--- SUPPLIED TEXT ---

## Behind the scenes: structural clustering of adjacency matrices
### Please note that the adjacency matrices themselves are computed in Method:Knowledge_graphs

In [2]:
import numpy as np
import networkx as nx
from sklearn.cluster import SpectralClustering, KMeans
from sklearn.preprocessing import StandardScaler
from sklearn.decomposition import IncrementalPCA
from sklearn.feature_selection import VarianceThreshold
from sklearn.metrics import silhouette_score
import matplotlib.pyplot as plt
from adjustText import adjust_text
from itertools import cycle

### Load relevant data

In [None]:
######
depth = 3 # Options: -1 (unpruned), 1, 2, 3
with_tags = 'no' # Options: 'with' (yes) and 'no' (no)
######

filepath = f'../Method:Knowledge_graphs/data/triplets_no_cutoff/adj_matrices_reduced_rel_dim_pruned_{depth}_{with_tags}_tags.npz'
loaded_data = np.load(filepath, allow_pickle=False)
loaded_adj_matrices = {key: loaded_data[key] for key in loaded_data}
print(f"Finished loading adjacency matrices (depth={depth}, {with_tags} tags)") 
print(f"Shape: {loaded_adj_matrices['ARC'].shape}")

### Perform clustering and get Silhouette Scores

In [None]:
# 1. Extract features
def extract_features_from_adj_matrices(adj_matrices):
    '''Flatten and concatenate the adjacency matrices'''
    flattened_matrices = [adj_matrix.flatten() for adj_matrix in adj_matrices]
    return np.concatenate(flattened_matrices)

firm_features = []
firm_names = []

for firm, adj_matrices in loaded_adj_matrices.items():
    if adj_matrices is not None:
        features = extract_features_from_adj_matrices(adj_matrices)
        firm_features.append(features)
        firm_names.append(firm)

firm_features = np.array(firm_features)

# 2. Remove features with no explanatory power (i.e. var = 0)
selector = VarianceThreshold(threshold=0.0)
firm_features_reduced = selector.fit_transform(firm_features)

print(f"Original number of features: {firm_features.shape[1]}")
print(f"Number of features after removing zero variance: {firm_features_reduced.shape[1]}")

# 3. Normalise features
scaler = StandardScaler()
firm_features_normalized = scaler.fit_transform(firm_features_reduced)
#np.save('data/firm_features.npy', firm_features_reduced)

---

## TASKS FOR THIS EXERCISE
A: In the adjacency-matrix clustering notebook, list every name imported from sklearn.
B: Carry on the adjacency-matrix clustering notebook from its last line.
The items that come next are drawn from a separate source.

--- EXTRACTED MATERIAL ---

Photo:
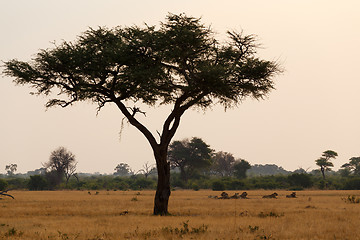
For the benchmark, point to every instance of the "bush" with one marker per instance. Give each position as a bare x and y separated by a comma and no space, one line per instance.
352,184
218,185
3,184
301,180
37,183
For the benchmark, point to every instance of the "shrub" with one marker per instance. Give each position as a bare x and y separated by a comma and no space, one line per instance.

---
--- EXTRACTED MATERIAL ---

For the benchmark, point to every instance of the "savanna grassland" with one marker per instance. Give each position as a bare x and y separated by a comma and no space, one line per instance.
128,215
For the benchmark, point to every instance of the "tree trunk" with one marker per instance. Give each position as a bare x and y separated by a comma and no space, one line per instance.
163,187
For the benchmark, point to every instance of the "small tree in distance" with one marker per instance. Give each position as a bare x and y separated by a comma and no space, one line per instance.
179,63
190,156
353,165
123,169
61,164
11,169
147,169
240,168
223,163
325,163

---

## RESULTS FOR EACH TASK
A: SpectralClustering, KMeans, StandardScaler, IncrementalPCA, VarianceThreshold, silhouette_score

B:
np.save('data/firm_features_normalized.npy', firm_features_normalized)
np.save('data/firm_names.npy', firm_names)

# 4. Compute Silhouette scores
print("\nSilhouette Scores:")
firm_features_normalized = np.load('data/firm_features_normalized.npy')
max_K = 0
max_score = 0
for num_clusters in range(2,16):
    kmeans = KMeans(n_clusters=num_clusters, random_state=42)
    kmeans_labels = kmeans.fit_predict(firm_features_normalized)
    silhouette_avg = silhouette_score(firm_features_normalized, kmeans_labels)
    if silhouette_avg > max_score:
        max_score = silhouette_avg
        max_K = num_clusters
    print(f"- K = {num_clusters}, Score = {silhouette_avg:.6f}")

print(f"\nRecommended number of clusters: {max_K} (Score: {max_score:.3f})")

### Visualise Clusters
##### The hyperparam n_clusters determines how many clusters (recommended K given above)

In [354]:
def make_kmeans_plot(n_clusters=2, depth=-1, with_tags='no', exclude_firms=None):
    if n_clusters < 2:
        raise KeyError("Please choose a K higher than 1")

    # Load data
    firm_features_normalized = np.load('data/firm_features_normalized.npy')
    firm_names = np.load('data/firm_names.npy')

    # Exclude specified firms
    if exclude_firms is not None:
        exclude_indices = [i for i, firm in enumerate(firm_names) if firm in exclude_firms]
        firm_features_normalized = np.delete(firm_features_normalized, exclude_indices, axis=0)
        firm_names = np.delete(firm_names, exclude_indices, axis=0)

    # Perform k-means clustering
    kmeans = KMeans(n_clusters=n_clusters, random_state=42)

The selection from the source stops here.